Tareas pendientes:
a - ¿Quién ilustró el primer libro de poesía de Annie Le Brun, según el texto sobre ella?
b - Continúa el texto sobre Annie Le Brun a partir de su última oración.

Texto:
Cualquiera que conozca, si quiera someramente, la vida, obra y personalidad de Annie Le Brun, difícilmente podría calificarla de reaccionaria, tradicionalista o, como más de uno intentara a lo largo de los años, representante de la “nueva derecha”. Nacida en 1942 en Rennes, en 1963 conoció a André Breton, el padre del Surrealismo, movimiento al que se unió decididamente hasta la disolución oficial del mismo, en 1969. Amiga de la pintora checa Toyen, quien ilustró su primer libro de poesía, Sur le champ, participó activamente en la Revolución estudiantil de Mayo del 68, contrajo matrimonio con el poeta surrealista croata Radovan Ivšić, quien fuera perseguido primero por los fascistas y después por el gobierno comunista de Yugoslavia, y pese a la progresiva desaparición de sus compañeros de viaje, siguió manteniéndose fiel hasta el último instante a sus ideas antiautoritarias, libertinas, rebeldes y transgresoras.
Como rezaba el artículo que le dedicó Judith Perrignon en Libération, en marzo de 2001: “Está completamente sola. Su tribu ha desaparecido. Fue la última de los surrealistas”. Pero siempre irreductible a los halagos y tentaciones del poder. Quien detestaba y denunciaba con profunda repugnancia la ecuación que ha convertido hoy “la subversión en subvención”, rechazó puestos como profesora y premios honoríficos. Cuando, tras un amplio y elogioso artículo sobre su obra en Le Monde, el Ministerio de Cultura llamó a su editorial con intención de proponer una condecoración al mérito nacional de las Artes y Letras para Annie Le Brun, su respuesta fue: “Qué se jodan” (o en francés, que es más fino: Qu´ils aillent se faire foutre).

Registros:
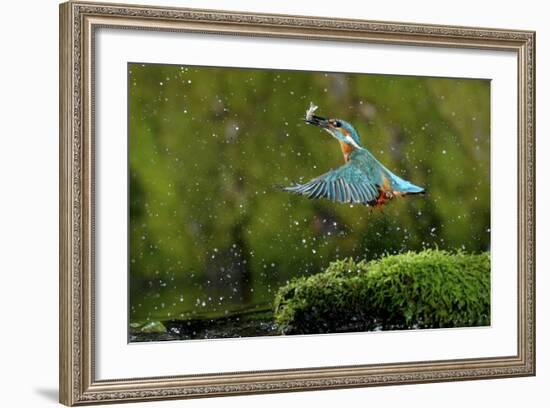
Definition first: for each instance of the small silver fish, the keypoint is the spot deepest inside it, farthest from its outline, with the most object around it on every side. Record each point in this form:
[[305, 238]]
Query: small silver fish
[[310, 111]]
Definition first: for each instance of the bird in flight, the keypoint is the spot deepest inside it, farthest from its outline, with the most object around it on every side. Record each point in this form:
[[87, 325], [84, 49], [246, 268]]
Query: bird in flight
[[362, 179]]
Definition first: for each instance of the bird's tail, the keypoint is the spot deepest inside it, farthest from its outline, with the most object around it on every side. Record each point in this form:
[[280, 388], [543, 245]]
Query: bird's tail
[[412, 189]]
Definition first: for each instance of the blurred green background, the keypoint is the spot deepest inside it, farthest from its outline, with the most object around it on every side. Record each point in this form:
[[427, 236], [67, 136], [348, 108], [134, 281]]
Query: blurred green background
[[210, 233]]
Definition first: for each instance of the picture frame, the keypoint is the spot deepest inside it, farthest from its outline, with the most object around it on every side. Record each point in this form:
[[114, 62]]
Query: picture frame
[[79, 24]]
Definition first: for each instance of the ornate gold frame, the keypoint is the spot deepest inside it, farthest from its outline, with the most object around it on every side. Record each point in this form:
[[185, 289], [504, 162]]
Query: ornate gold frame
[[78, 22]]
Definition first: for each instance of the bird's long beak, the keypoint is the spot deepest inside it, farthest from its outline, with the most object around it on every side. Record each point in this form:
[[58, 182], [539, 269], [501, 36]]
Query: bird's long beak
[[317, 121]]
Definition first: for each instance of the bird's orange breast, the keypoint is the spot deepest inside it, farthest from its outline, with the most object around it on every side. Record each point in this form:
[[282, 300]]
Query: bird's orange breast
[[346, 150]]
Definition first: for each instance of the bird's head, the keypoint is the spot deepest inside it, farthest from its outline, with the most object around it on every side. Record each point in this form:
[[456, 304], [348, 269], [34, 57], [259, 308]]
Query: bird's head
[[338, 128]]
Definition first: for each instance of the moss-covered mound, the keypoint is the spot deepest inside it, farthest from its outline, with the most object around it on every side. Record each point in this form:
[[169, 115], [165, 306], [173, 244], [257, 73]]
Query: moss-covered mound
[[430, 289]]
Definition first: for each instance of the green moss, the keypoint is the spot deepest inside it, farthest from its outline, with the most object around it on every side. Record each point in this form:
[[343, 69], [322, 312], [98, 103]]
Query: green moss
[[430, 289]]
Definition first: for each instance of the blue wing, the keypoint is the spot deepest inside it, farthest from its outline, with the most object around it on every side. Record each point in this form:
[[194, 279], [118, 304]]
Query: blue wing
[[345, 184], [361, 180]]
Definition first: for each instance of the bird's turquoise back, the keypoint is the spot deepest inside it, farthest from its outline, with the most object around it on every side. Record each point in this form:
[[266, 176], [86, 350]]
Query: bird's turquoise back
[[379, 174]]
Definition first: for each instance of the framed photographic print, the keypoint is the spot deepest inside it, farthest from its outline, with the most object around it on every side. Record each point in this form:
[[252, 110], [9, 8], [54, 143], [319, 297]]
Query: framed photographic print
[[260, 203]]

Respuestas:
a - La pintora checa Toyen.

b -
Al contrario que muchas escritoras e intelectuales que pasaron de un feminismo inteligente, justo y necesario, que no renegaba en absoluto del erotismo, la diferencia y la fantasía, para acabar siguiendo el ritmo de los tiempos y sus conveniencias, sosteniendo después posiciones puritanas y convencionales, como su odiada Marguerite Duras o la antes pro-pornografía y pro-prostitución Valerie Despentes, la veterana Le Brun nunca dio un paso atrás.
Quien denunciara abiertamente la feminización del lenguaje, la uniformización de la mujer a través de un feminismo militante, subrayando el rechazo que el término “militante” provocaba en ella, sentía como profundo insulto el desprecio que el Surrealismo provoca entre las feministas: “Si las feministas, furiosas contra un surrealismo que exalta el amor, hubiesen sido menos estúpidas, se habrían dado cuenta de que más que en ninguna otra parte en el surrealismo un cierto número de mujeres se han expresado, porque encontraron allí un clima de libertad tal, que pudieron aventurarse ahí donde nunca lo hubieran podido hacer de otra manera”. Nombres como los de Remedios Varo, Toyen, Leonora Carrington, Valentine Hugo, Leonor Fini, Dorotea Tanning, Valentine Penrose o Bridget Bate Tichenor, entre otras muchas, avalan sus afirmaciones.
Por supuesto, el neofeminismo no fue la única bestia negra de Le Brun. De hecho, forma parte de un mismo “exceso de realidad” que para ella conformaba y conforma, nunca mejor dicho, el espacio de conformidad, uniformidad y mediocridad rampante de finales del siglo XX y comienzos del XXI, caracterizado por la salvaje mercantilización capitalista de todas las ideas, estéticas, políticas, intelectuales, filosóficas o religiosas de cualquier signo e ideología tanto como de sus contrarios.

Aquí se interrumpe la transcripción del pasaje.